DATASET:

*****

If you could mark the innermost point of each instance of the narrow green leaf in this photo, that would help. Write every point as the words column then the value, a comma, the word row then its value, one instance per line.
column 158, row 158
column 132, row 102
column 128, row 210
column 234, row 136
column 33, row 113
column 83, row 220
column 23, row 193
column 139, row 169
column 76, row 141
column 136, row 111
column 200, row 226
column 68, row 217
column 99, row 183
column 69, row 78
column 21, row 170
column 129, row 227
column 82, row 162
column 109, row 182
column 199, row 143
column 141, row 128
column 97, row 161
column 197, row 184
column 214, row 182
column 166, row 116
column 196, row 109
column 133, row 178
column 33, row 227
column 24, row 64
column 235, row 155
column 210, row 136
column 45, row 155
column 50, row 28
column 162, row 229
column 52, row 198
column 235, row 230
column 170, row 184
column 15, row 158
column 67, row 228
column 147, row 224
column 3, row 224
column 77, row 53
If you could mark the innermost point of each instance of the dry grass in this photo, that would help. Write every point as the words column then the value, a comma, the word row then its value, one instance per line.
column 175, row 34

*****

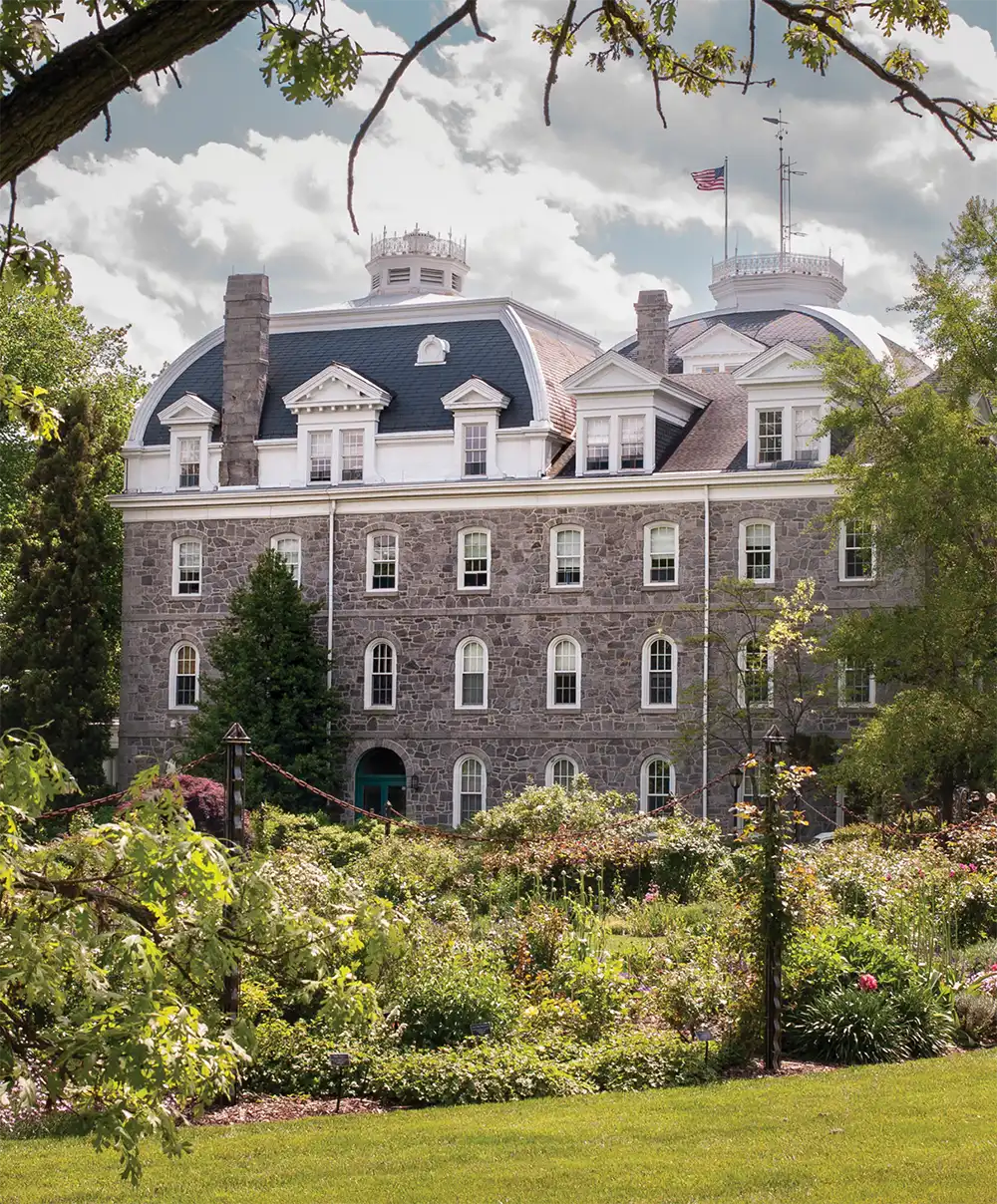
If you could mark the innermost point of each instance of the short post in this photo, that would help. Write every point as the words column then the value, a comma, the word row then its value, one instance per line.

*****

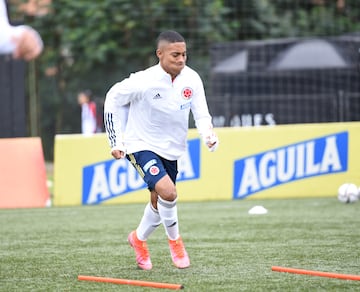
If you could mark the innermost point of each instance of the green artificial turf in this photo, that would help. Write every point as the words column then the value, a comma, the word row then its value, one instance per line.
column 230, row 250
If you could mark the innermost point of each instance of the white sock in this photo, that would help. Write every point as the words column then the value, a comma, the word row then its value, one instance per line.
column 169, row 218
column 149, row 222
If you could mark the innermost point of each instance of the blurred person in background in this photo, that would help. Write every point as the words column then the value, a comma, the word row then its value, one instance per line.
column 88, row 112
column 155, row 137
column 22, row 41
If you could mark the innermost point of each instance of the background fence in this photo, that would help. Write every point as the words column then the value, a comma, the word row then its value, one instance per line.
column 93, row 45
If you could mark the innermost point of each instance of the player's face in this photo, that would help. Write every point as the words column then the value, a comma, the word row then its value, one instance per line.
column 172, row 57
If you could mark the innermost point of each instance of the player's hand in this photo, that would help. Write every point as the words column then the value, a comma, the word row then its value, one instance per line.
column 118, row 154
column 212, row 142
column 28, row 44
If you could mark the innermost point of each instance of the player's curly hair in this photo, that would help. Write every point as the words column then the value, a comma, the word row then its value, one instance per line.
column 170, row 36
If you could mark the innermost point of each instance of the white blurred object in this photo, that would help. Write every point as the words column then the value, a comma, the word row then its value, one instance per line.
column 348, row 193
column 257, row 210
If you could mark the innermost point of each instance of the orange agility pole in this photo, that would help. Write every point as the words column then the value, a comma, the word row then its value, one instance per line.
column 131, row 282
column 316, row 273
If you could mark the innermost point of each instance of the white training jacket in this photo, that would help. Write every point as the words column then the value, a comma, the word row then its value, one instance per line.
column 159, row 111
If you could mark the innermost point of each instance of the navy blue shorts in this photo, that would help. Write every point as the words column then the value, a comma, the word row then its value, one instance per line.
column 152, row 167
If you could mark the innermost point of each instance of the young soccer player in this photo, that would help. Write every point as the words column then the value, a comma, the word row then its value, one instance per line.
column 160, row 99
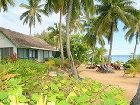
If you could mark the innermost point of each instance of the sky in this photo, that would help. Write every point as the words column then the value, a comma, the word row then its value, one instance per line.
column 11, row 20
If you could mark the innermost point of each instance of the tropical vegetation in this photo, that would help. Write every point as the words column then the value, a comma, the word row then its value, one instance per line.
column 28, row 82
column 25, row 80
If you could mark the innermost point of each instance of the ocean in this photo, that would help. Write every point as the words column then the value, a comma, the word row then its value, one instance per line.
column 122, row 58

*****

PROBLEM DETAILS: Render the stretch of items from the line containing "of the tropical" through the line containing "column 122, row 58" as a Markdown table with columns Row and Line, leaving out blank lines.

CORRECT OUTPUT:
| Row | Line |
|---|---|
| 1 | If you could mark the innermost point of each instance of the tropical vegetation in this photo, that would help. Write every point as the words column then the value, a comma, the word row then its value, one instance per line. |
| 2 | column 28, row 82 |
| 3 | column 25, row 80 |
| 4 | If you could mark the innermost point of each instance of the ocean in this photo, that would help. Write every point as the words column then the value, a comma, the word row then its value, one instance per line. |
| 5 | column 122, row 58 |